LOVE LUCK AND LARCENY: MEMOIRS FROM BROOME 1942 (Non-fiction), by Cambridge scholar John Thompson-Gray, tells stories of lives deflected by the Battle at Broome. It flies under the Sydney Harbour Bridge, sinks submarines, answers enemy fire, rescues the stranded, survives POW camps, does aerobatics, finds romance, escapes from Red Russia, ditches in the English Channel, develops the Zero fighter, survives cyclones, stitches battle wounds, collects Luck, snares cold case diamond thieves and romps through recent history.
The memoir of Aboriginal-European sea Captain Alfred Brown shows that a father's love can be an example to us all, while the power of Divine Love underwrites the life of missionary surgeon Dr Jean Davies. Shibata's dedication to the Zero fighter and Lamade's dedication to USS Houston are stories of flying sailors.
New research reveals untold stories of luck, love and grand larceny. In many cases the woman's heroism is as significant as that of her partner and this is captured in six memoirs of love affairs: Shadforth and Brown, Macherez and Winckel, Welter and Droste, Shepherdson and Hasselo, Hardwiger and Woods, Linnet and Smirnov.

● **EXERCISES TO COMPLETE**:
1. According to the book description, what is the name of the missionary surgeon whose life is underwritten by Divine Love?
2. Write the next few sentences of the book description of Love Luck and Larceny, picking up after its final sentence.
The lines after this point aren't needed for any of the work here.

Referring expression data:
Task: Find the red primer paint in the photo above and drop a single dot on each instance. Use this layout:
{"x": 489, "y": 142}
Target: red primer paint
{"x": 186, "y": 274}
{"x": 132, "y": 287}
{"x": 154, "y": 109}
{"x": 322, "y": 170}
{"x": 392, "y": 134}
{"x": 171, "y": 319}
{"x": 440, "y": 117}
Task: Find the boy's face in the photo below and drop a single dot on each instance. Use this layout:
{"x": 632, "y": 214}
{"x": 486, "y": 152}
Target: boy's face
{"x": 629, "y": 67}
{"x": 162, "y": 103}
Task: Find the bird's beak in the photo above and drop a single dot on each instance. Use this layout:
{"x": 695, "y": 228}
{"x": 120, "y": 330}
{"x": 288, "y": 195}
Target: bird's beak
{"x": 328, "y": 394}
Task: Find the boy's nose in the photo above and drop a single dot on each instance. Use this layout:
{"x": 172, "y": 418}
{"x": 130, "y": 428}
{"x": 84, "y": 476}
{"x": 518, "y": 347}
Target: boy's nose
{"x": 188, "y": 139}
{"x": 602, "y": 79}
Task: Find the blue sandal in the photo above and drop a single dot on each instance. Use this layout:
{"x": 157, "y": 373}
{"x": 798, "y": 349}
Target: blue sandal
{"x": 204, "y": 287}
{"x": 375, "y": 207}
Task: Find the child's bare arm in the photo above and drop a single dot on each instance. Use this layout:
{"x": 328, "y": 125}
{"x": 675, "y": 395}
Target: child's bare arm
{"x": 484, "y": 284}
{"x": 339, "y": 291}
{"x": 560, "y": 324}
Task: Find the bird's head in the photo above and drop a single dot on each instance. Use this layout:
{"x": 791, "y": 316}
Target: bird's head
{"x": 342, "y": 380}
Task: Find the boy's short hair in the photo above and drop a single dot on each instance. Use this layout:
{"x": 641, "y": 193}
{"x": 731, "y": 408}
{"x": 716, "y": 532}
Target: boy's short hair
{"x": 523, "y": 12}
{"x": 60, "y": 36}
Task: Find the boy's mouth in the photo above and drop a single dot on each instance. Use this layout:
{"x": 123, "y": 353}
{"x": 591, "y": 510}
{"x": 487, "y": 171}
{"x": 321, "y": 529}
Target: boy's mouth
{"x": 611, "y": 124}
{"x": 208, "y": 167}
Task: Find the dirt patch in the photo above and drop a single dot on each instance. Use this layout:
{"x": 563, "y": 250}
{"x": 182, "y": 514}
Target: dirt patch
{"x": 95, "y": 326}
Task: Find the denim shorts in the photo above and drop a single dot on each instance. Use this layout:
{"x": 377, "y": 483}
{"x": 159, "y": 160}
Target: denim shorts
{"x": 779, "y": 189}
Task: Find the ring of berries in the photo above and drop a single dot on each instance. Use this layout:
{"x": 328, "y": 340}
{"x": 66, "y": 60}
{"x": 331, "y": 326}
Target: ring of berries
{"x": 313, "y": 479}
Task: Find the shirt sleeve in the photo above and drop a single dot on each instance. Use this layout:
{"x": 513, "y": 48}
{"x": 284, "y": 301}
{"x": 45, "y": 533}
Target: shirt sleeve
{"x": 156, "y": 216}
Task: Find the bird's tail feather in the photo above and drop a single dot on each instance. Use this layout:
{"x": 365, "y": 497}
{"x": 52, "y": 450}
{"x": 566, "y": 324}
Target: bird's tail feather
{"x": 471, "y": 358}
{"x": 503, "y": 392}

● **RESPONSES TO THE EXERCISE**:
1. Dr Jean Davies.

2.
Jack Palmer's love of the beachcomber life becomes a Grand Larceny 'Whodunit' when thirty thousand diamonds disappear from a plane shot down during the attack. Readers are invited to sleuth along.
Some of the background stories are Captain Lester Brain of Qantas; Americans Lieutenant Colonel Richard A. Legg, Dr- Captain Charles A. Stafford and Sergeant Melvin O. Donoho of the U.S.A.A.F; lifesavers Harold Mathieson, Charles D'Antoine and Robin Hunter at Roebuck Bay; overland rescuers Brother Richard Bessenfelder, WO Gus Clinch and stockman Joe Bernard to Carnot Bay; Zero pilots Zenziro Miyano and Osamu Kudo; souls lost to the sea and many spared by an upper level northerly wind.